** start of Recorded data **

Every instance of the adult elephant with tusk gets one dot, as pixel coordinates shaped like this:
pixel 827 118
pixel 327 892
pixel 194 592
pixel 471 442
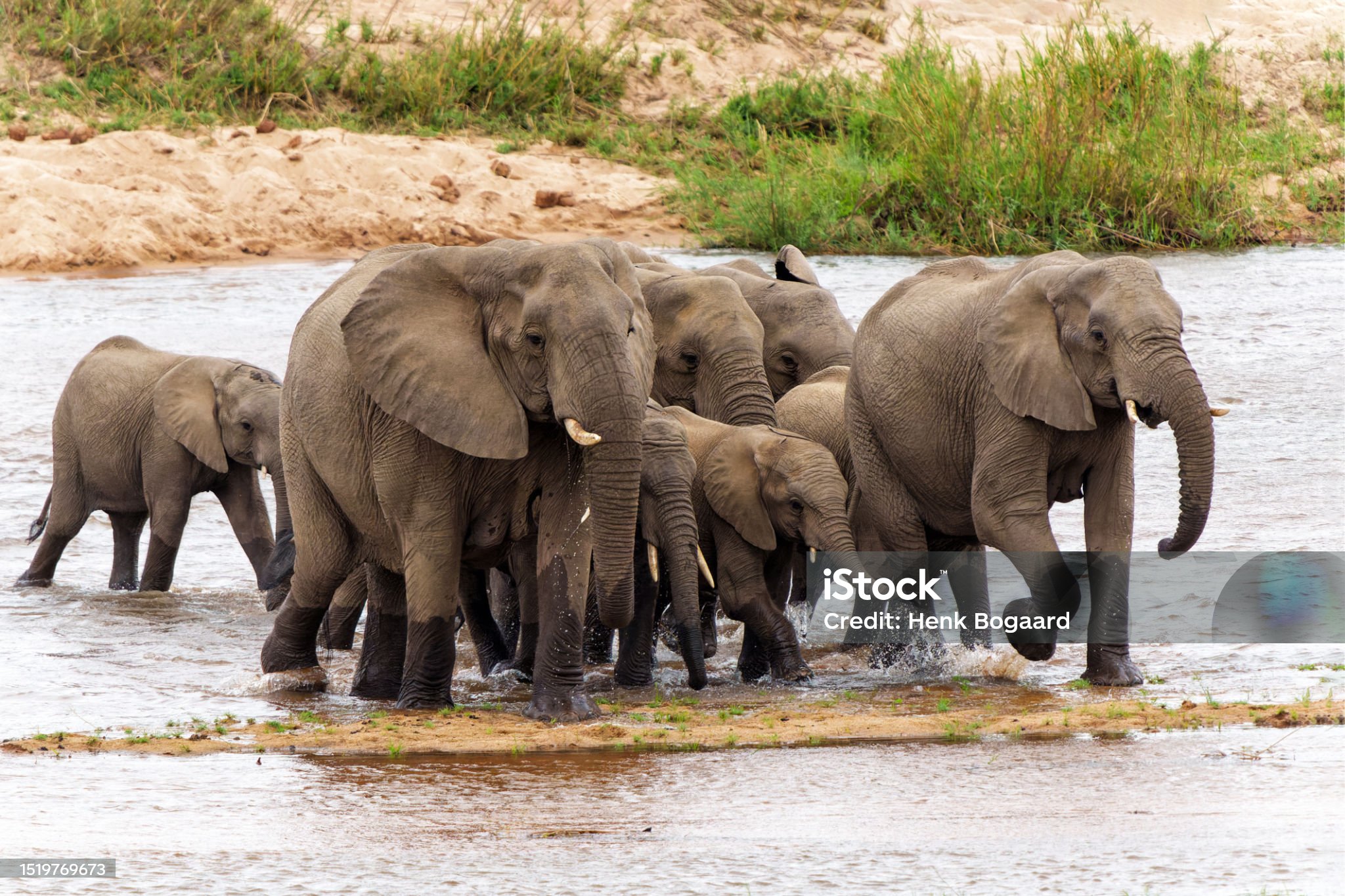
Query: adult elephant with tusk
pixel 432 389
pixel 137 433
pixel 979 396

** end of Recorded data **

▶ _Problem requirements_: Can you update all the rows so that "adult elephant with tusk" becomes "tusked adult elephant" and nothing else changes? Leave the pictures out of your answer.

▶ _Result_:
Every instance of the tusked adult elephant gets one dot, as pixel coordinates shaped like this:
pixel 827 118
pixel 327 892
pixel 194 592
pixel 471 442
Query: tusked adult elephant
pixel 432 389
pixel 137 433
pixel 979 396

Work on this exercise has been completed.